EXTRACT TO READ

Why preserve websites of Research & Development projects?

During the FP7 work programme the European Union invested billions of EUROS on R&D projects. Scientific outputs from this significant investment were disseminated online through R&D project sites. Moreover, part of the funding was invested in the development of the project sites themselves.

FP7projectDB

 

Sites of R&D projects must be preserved because they:

  • publish valuable scientific outputs;
  • are highly transient, typically they vanish shortly after the project funding ends;
  • constitute a trans-national, multi-lingual and cross-field set of historical web data for researchers (e.g. social scientists);
  • are not being officially preserved by any institution.

The archivist’s dilemma has always been what to preserve for the future? R&D project sites are definitely worth preserving.

Open Data gets obsolete due to project site ephemera

There has been a growing effort of the European Union, and governments in general, to improve transparency by providing Open Data about their activities and outputs of the granted fundings.

The European Union Open Data Portal is an example of this effort. It conveys information about European Union funded projects such as the project name, beginning and ending dates, subject, budget or project URL. Almost all this information is persistent and usable over time after the project or funding instrument ends. The exception is the project URL.

cordis

 

A pilot experiment was performed on November 27th 2015 to test project URLs for 100 random projects funded by the FP6 and FP7 work programmes. We automatically checked if the project URLs were still referencing any content (OK response).

The obtained results revealed that 19% of the project sites of R&D projects financed by FP7 (2007-2013) were already unavailable. This percentage of data loss increased to 30% for the older project sites financed by FP6 (2002-2006).

Moreover, we observed that some of these URLs were referencing a content that was no longer related to the R&D project. Therefore, this suggests that the percentage of valid project URLs is in fact lower than the obtained percentages. Attaining more accurate percentages would require human validation. This is an interesting issue that could be further investigated by researchers.

Web archiving provides a solution

The constant deactivation of sites that publish and disseminate the scientific outputs originated  from R&D projects causes a permanent loss of valuable information to Human knowledge from both a societal and scientific perspective. As project sites inevitably close, the online information referenced on databases, such as the CORDIS – EU research projects databases, suffer irrecoverable degradation.

EUOpenDataCordisResults

The good news is that web archives from IIPC members may have preserved sites from past R&D projects that became unavailable and a trans-national research infrastructure such as RESAW could make them more widely accessible.

ITEMS
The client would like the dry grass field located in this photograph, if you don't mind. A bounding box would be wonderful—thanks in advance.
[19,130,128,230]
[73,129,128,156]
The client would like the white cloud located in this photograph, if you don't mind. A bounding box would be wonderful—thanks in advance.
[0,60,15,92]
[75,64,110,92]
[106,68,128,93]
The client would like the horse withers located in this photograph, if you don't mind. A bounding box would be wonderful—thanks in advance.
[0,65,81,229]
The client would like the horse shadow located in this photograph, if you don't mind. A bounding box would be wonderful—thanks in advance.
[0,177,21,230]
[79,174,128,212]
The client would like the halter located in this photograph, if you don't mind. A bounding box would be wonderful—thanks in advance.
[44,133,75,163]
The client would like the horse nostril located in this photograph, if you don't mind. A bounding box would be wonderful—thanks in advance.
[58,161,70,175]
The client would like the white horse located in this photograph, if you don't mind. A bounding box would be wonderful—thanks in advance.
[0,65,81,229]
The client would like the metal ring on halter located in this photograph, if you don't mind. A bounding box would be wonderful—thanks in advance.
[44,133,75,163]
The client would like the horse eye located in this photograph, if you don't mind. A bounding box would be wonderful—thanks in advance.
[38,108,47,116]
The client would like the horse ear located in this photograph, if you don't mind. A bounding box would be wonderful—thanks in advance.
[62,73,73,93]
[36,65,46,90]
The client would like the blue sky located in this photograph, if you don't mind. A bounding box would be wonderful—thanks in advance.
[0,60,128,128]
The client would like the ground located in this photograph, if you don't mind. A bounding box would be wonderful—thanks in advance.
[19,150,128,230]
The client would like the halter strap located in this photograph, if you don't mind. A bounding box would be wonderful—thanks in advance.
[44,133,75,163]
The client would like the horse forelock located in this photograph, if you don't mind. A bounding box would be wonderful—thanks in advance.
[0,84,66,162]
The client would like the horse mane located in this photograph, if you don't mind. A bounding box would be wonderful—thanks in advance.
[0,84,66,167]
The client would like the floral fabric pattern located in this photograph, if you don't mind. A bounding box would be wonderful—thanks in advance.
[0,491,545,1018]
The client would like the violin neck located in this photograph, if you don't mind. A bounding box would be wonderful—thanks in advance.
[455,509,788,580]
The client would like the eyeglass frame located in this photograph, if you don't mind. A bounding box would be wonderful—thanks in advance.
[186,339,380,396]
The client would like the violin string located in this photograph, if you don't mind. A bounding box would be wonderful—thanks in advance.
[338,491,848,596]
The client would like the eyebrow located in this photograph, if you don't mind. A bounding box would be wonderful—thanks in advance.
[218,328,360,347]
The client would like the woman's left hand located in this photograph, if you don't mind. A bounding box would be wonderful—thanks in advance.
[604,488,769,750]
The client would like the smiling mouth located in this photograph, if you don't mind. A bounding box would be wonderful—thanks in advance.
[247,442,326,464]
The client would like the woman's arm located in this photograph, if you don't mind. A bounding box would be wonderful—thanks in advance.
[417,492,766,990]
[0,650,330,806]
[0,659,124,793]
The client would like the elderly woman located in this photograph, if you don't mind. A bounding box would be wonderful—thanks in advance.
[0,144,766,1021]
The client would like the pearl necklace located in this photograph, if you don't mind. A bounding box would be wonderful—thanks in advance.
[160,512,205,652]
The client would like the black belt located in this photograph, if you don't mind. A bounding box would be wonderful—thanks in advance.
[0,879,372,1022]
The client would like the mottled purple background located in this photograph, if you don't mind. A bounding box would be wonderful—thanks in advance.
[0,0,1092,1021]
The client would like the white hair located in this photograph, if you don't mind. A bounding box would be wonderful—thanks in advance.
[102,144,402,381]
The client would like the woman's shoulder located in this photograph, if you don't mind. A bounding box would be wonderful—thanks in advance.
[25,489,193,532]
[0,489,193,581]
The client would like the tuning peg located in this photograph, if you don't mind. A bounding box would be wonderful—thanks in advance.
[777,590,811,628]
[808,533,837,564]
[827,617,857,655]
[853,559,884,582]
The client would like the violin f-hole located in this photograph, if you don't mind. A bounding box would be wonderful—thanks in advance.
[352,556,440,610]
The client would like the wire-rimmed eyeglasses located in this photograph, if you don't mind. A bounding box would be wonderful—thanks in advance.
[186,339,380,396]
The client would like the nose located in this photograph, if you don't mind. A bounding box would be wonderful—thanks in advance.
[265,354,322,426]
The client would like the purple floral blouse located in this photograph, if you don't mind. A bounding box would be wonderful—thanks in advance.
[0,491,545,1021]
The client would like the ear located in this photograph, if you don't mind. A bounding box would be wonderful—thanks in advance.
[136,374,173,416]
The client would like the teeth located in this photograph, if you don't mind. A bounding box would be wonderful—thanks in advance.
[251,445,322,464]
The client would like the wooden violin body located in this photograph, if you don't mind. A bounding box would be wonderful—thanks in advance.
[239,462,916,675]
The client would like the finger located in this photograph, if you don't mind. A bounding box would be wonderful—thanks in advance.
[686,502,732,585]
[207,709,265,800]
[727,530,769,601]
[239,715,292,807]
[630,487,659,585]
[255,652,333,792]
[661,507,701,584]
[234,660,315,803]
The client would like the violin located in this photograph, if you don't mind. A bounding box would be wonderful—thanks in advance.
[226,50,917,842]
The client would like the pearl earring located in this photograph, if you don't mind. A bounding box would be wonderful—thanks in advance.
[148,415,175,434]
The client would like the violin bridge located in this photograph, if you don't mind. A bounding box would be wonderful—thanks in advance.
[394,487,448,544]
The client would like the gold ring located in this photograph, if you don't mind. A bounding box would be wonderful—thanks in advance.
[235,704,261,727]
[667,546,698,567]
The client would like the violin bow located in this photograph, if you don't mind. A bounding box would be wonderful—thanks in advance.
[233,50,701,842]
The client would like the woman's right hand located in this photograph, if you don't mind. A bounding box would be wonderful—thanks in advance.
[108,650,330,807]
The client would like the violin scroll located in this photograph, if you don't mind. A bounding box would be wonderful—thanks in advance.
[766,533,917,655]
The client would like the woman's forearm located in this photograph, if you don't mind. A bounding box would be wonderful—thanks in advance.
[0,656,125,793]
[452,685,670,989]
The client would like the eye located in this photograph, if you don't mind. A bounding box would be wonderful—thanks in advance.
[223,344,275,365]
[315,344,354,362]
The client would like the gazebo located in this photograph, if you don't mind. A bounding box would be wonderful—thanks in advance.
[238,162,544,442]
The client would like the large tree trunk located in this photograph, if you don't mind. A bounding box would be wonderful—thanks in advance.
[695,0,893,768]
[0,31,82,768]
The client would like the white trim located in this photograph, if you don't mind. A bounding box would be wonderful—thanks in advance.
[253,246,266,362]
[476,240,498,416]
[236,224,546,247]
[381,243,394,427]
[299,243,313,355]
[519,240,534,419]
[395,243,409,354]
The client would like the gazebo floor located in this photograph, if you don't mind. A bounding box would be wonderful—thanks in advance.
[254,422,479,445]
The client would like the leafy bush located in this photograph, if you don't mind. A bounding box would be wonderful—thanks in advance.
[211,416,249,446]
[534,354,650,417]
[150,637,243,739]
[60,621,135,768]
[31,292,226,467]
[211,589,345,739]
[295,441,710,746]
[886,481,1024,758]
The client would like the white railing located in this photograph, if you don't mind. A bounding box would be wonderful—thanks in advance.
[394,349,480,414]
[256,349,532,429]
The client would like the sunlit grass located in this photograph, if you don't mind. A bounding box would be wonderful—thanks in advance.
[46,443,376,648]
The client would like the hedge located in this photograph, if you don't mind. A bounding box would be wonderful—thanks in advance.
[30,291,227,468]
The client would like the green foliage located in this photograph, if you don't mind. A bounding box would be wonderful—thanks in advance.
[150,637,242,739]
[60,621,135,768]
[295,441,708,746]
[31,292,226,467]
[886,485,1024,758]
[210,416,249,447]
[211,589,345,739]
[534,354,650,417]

THINGS TO DO
- a) Duplicate the part of the piece on preserving R&D project websites between "The European Union Open" and "content (OK response).", inclusive.
- b) List the reasons the piece on preserving R&D project websites gives for why those sites must be preserved.
- c) Resume the piece on preserving R&D project websites from where it stops.
You won't need the entries for any of this.

TASK-BY-TASK RESULTS
- a)
The European Union Open Data Portal is an example of this effort. It conveys information about European Union funded projects such as the project name, beginning and ending dates, subject, budget or project URL. Almost all this information is persistent and usable over time after the project or funding instrument ends. The exception is the project URL.

cordis

 

A pilot experiment was performed on November 27th 2015 to test project URLs for 100 random projects funded by the FP6 and FP7 work programmes. We automatically checked if the project URLs were still referencing any content (OK response).

- b)
- They publish valuable scientific outputs.
- They are highly transient and typically vanish shortly after the project funding ends.
- They form a trans-national, multi-lingual and cross-field set of historical web data for researchers, such as social scientists.
- No institution is officially preserving them.

- c)
Funding management databases could be enhanced to also reference the preserved versions of the project websites that meanwhile disappeared from the live-web. Project officers or reviewers could complement their analysis by retrieving missing online content about the funded projects and researchers in general could mitigate the serious cross-field problem originated by scientific publications citing crucial online resources that became unavailable.

You can help to preserve R&D project sites right now!

About 1 year ago, Arquivo.pt performed an experiment to preserve the .EU domain.

We are now trying to focus on preserving sites of R&D projects. To this end, our first idea was to use the EU Open Data Portal to identify these project URLs. The problem is that from the 25 608 R&D projects funded by FP7 listed by the EU Open Data Portal, only 7.9% had an associated project URL.

So, the first main challenge is to identify R&D project web sites to be preserved.

And you can help!

You just need to contribute with project sites to this document:

Collaborative list of Research and Development project websites

The resulting list will be used to:

  • make an experimental crawl of these sites that will be made publicly available;
  • research techniques to automatically identify R&D project URLs that will be published;
  • help other institutions interested in preserving these sites.

Who’s in?

Memento: Help Us Route URI Lookups to the Right Archives

More Memento-enabled web archives are coming online every day, enabling aggregating services such as Time Travel and OldWeb. However, as the number of web archives grows, we must be able to better route URI lookups to the archives that are likely to have the requested URIs. We need assistance from IIPC members to help us better model both what archives contain as well as what people are looking for.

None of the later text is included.